From the line containing "the soldier's right" to the end of the listing, write out every line exactly; leave out everything else.

EXTRACTED INFORMATION:
------------------------------------------------
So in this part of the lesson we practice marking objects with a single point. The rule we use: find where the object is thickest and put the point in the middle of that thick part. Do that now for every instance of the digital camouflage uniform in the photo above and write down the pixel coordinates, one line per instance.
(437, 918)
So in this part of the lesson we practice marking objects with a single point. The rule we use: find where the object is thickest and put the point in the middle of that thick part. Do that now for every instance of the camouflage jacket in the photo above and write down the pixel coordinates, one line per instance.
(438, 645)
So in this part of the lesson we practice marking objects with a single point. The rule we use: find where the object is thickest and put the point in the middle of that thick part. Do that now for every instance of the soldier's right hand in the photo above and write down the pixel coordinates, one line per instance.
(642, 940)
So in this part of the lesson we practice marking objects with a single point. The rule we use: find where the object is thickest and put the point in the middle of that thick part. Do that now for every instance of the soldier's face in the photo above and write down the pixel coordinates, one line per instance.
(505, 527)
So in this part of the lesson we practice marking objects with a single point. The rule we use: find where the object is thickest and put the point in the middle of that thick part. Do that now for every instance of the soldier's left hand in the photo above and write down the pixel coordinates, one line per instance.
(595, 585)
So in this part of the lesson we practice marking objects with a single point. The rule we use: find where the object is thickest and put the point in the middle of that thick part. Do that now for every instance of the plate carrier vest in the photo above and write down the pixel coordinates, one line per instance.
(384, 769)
------------------------------------------------
EXERCISE SOLUTION:
So in this part of the lesson we practice marking objects with a single point. The rule we use: find where the object is thickest and put the point in the middle of that thick part. Do that now for every instance of the soldier's right hand in the photo above and write down the pixel coordinates, one line per instance.
(642, 940)
So in this part of the lesson we practice marking objects with a single point. The rule we use: find where the object is thickest and put the point in the middle of that thick part. Do that now for every instance of the soldier's face in the photo above and write down the pixel coordinates, one line per instance.
(505, 527)
So in this part of the lesson we practice marking objects with a single point. The rule we use: find where the object is thickest and put the point in the middle of that thick part. Do that now for every instance of the soldier's left hand in the photo above and write down the pixel coordinates, one line per instance.
(595, 585)
So in this part of the lesson we practice marking objects with a single point. The rule we use: find where the object is thickest and put the point in the middle of that thick part. Do that now for every instance of the plate carrier vest in the photo above and write down the pixel coordinates, one line per instance.
(384, 769)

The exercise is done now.